- _TEXTO PROPORCIONADO_:
------------------------
El futuro de Ucrania no está en manos de los ucranianos

Dado que lo que está en juego es su propia existencia como Estado soberano, no puede caber duda alguna de que los ucranianos harán todo lo posible por defender su integridad territorial y preservar su independencia. En cualquier caso, y tras once años de resistencia frente a la embestida rusa, la situación actual y la relación de fuerzas sobre el terreno determina que ni aun así es suficiente para expulsar a las tropas invasoras y blindar sus fronteras ante futuras intentonas de Moscú. En esencia, el futuro no está en sus manos, sino que depende del nivel de apoyo que le presten sus aliados exteriores.

Es evidente que la maquinaria militar rusa está muy lejos de la imagen de operatividad y poder que se le suponía antes del 24 de febrero de 2022. También resulta evidente que las sanciones internacionales que se le vienen aplicando desde 2014 afectan crecientemente a su economía. Pero nada de eso impide que Moscú mantenga la iniciativa estratégica a lo largo de los 1.100km de frente de batalla, obligando a las fuerzas ucranianas a adoptar una actitud defensiva que, a duras penas, consigue ralentizar el avance enemigo. Y es que por muchas que sean las deficiencias rusas, su superioridad es manifiesta tanto en efectivos humanos que pueden ser movilizados como en capacidad industrial y económica al servicio de la guerra. De hecho, no es realista pensar que Volodímir Zelenski y los suyos habrían podido llegar hasta aquí si no hubiera sido por el apoyo que le vienen prestando sus aliados occidentales.
------------------------
- _EN QUÉ CONSISTE_:
Prosigue el texto sobre el futuro de Ucrania a partir de su última frase.

- _EXTRACTO DE ORIGEN_:
------------------------
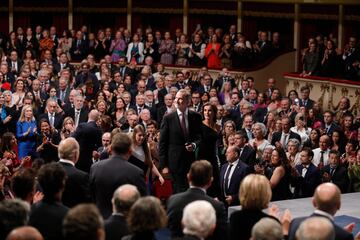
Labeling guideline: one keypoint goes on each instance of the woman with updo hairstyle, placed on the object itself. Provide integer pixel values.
(255, 195)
------------------------
- _RESPUESTA AL PROBLEMA_:
La consecuencia de todo ello es que Ucrania no está en condiciones de desarrollar una agenda propia, sino que depende vitalmente de lo que otros decidan, tanto en términos económicos como militares. Por un lado, Vladimir Putin ha establecido un marco conceptual que nadie parece en condiciones de trastocar, y que se resume en la exigencia de obtener por parte de Ucrania una porción significativa de su territorio — al menos la península de Crimea y los oblasts de Lugansk, Donetsk, Jersón y Zaporiyia—, su renuncia a la integración en la OTAN y su desmilitarización. Un marco que Donald Trump ha asumido como propio, alineándose con su homólogo ruso en la presión sobre Zelenski, y que la Unión Europea asume sumisamente, dada su falta de capacidad y voluntad para lograr un asiento a la mesa en la que se dirime el futuro de Ucrania.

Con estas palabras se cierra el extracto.